- THE EXERCISE: Reproduce the records from the line containing "Q: Mark a point on every instance of the yellow" through the end of the records, keeping the requests, and adjust every point coordinate in the answers by adding -129 to it. Leave the numbers in the requests and in their format samples unchanged.
*-*-*
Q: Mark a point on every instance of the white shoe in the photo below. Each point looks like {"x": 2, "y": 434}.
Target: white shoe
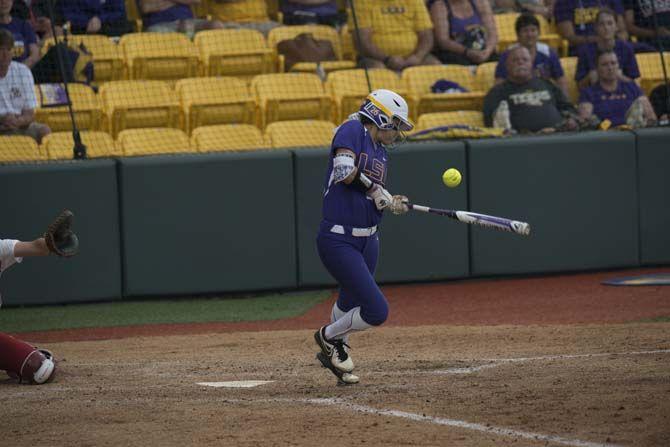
{"x": 335, "y": 351}
{"x": 501, "y": 117}
{"x": 635, "y": 115}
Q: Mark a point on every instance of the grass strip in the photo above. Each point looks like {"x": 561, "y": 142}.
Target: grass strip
{"x": 183, "y": 310}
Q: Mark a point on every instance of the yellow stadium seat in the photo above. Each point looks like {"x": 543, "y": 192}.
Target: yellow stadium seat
{"x": 107, "y": 56}
{"x": 348, "y": 47}
{"x": 505, "y": 25}
{"x": 419, "y": 80}
{"x": 486, "y": 76}
{"x": 228, "y": 137}
{"x": 129, "y": 104}
{"x": 153, "y": 141}
{"x": 320, "y": 32}
{"x": 15, "y": 148}
{"x": 206, "y": 101}
{"x": 233, "y": 52}
{"x": 348, "y": 88}
{"x": 290, "y": 96}
{"x": 460, "y": 117}
{"x": 569, "y": 65}
{"x": 85, "y": 105}
{"x": 651, "y": 69}
{"x": 59, "y": 145}
{"x": 300, "y": 133}
{"x": 164, "y": 56}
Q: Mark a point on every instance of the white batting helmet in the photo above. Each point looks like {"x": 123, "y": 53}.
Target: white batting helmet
*-*-*
- EXERCISE RESPONSE:
Q: Mark a point on every instance of the yellow stadium seat in the photo above. Each point looks like {"x": 543, "y": 192}.
Target: yellow stadium seat
{"x": -22, "y": -73}
{"x": 219, "y": -82}
{"x": 376, "y": -104}
{"x": 290, "y": -49}
{"x": 357, "y": -53}
{"x": 99, "y": 8}
{"x": 0, "y": -25}
{"x": 24, "y": 12}
{"x": 191, "y": -97}
{"x": -114, "y": 19}
{"x": 77, "y": -28}
{"x": 104, "y": -77}
{"x": 219, "y": -41}
{"x": 161, "y": -33}
{"x": 331, "y": -12}
{"x": 440, "y": -64}
{"x": -44, "y": -24}
{"x": 522, "y": -60}
{"x": -70, "y": 16}
{"x": 171, "y": 4}
{"x": 35, "y": -73}
Q: Mark a point on every instance of the white batting helmet in the photo above. Each point looks like {"x": 123, "y": 53}.
Target: white batting helmet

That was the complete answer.